From the line that contains "126L206 125L205 100L190" down to the last line of the data below, transcribe every line exactly.

▶ Data extracts:
:::
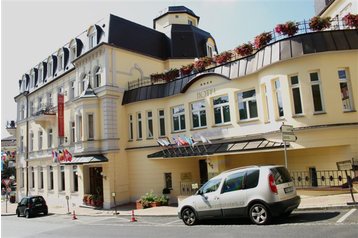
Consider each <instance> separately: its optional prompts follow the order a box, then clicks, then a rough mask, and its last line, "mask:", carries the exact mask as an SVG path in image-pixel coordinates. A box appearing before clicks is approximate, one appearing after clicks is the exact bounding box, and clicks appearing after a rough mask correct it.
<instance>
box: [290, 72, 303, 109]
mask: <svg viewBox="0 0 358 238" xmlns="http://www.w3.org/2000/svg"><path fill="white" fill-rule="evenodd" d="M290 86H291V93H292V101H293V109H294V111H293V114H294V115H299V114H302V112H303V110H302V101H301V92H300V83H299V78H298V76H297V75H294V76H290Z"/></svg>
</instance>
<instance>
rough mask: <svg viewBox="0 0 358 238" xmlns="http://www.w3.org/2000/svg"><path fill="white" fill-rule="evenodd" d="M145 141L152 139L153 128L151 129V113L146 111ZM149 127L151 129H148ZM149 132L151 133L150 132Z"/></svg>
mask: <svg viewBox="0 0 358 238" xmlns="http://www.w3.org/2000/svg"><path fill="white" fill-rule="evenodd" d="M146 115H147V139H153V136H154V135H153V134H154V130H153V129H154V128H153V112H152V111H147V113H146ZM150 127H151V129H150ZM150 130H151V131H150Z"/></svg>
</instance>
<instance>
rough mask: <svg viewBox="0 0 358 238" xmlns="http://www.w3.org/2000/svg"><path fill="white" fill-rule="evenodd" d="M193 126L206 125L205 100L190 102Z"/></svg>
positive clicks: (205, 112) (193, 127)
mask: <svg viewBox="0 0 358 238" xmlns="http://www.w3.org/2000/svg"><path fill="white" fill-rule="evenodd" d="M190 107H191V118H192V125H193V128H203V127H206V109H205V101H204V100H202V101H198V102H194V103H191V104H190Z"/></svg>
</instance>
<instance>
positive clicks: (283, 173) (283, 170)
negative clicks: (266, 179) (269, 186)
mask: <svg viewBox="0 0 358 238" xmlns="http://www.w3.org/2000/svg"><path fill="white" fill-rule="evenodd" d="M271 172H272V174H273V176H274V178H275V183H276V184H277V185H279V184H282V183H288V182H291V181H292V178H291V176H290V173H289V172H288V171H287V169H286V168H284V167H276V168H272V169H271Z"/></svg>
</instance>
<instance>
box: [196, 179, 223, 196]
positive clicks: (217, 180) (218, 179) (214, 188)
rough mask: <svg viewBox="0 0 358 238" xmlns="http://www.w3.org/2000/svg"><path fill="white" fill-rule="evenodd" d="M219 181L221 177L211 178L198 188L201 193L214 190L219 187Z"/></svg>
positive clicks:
:::
▶ Problem solution:
rough mask: <svg viewBox="0 0 358 238" xmlns="http://www.w3.org/2000/svg"><path fill="white" fill-rule="evenodd" d="M193 126L206 125L205 100L190 102Z"/></svg>
positive clicks: (205, 112) (193, 127)
mask: <svg viewBox="0 0 358 238" xmlns="http://www.w3.org/2000/svg"><path fill="white" fill-rule="evenodd" d="M190 107H191V118H192V125H193V128H203V127H206V109H205V101H204V100H202V101H198V102H194V103H191V104H190Z"/></svg>
</instance>
<instance>
positive clicks: (283, 173) (283, 170)
negative clicks: (266, 179) (269, 186)
mask: <svg viewBox="0 0 358 238" xmlns="http://www.w3.org/2000/svg"><path fill="white" fill-rule="evenodd" d="M271 172H272V174H273V176H274V178H275V183H276V184H277V185H279V184H282V183H288V182H291V181H292V178H291V176H290V173H289V172H288V171H287V169H286V168H284V167H276V168H272V169H271Z"/></svg>
</instance>
<instance>
box: [196, 179, 223, 196]
positive clicks: (217, 180) (218, 179) (214, 188)
rough mask: <svg viewBox="0 0 358 238" xmlns="http://www.w3.org/2000/svg"><path fill="white" fill-rule="evenodd" d="M219 181L221 177L211 178L198 188L201 193L214 190L219 187Z"/></svg>
positive clicks:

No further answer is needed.